Identify all lines of the data containing the string "photo" and copy them.

*** RECORDS ***

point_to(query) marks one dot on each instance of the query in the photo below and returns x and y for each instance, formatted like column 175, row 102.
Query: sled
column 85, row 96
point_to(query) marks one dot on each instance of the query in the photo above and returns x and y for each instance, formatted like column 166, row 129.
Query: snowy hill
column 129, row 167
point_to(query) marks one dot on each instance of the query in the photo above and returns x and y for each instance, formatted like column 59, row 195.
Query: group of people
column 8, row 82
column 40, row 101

*** End of RECORDS ***
*** RECORDS ***

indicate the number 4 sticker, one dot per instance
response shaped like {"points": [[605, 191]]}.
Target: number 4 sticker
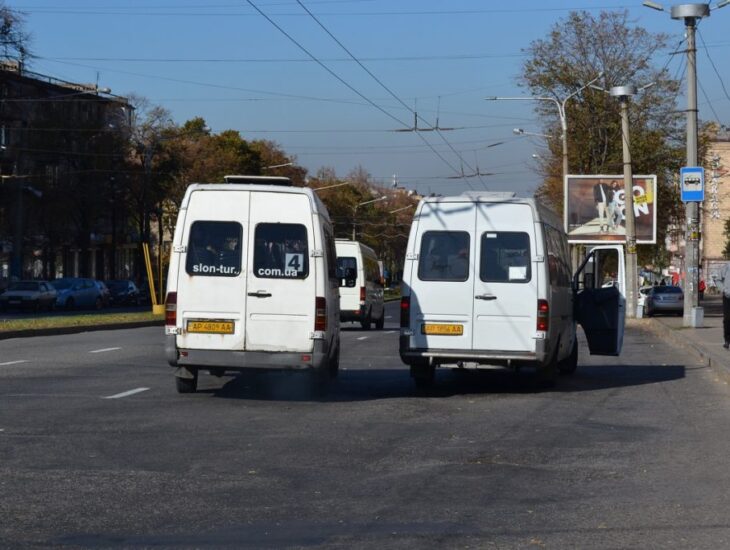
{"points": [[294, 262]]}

*** End of RECORDS ***

ANSWER AREA -
point_to(query) marks one dot on each instance of the query in the photo below and returns x and y for each instance, formatted like column 175, row 102.
point_to(query) marks one dot on each instance of the query in the photo above and returns x and y for each instance, formatted like column 166, row 129.
point_to(query) marks one dot on each instance of the query in the photo above and returns x and y for each instance, formatted like column 59, row 195.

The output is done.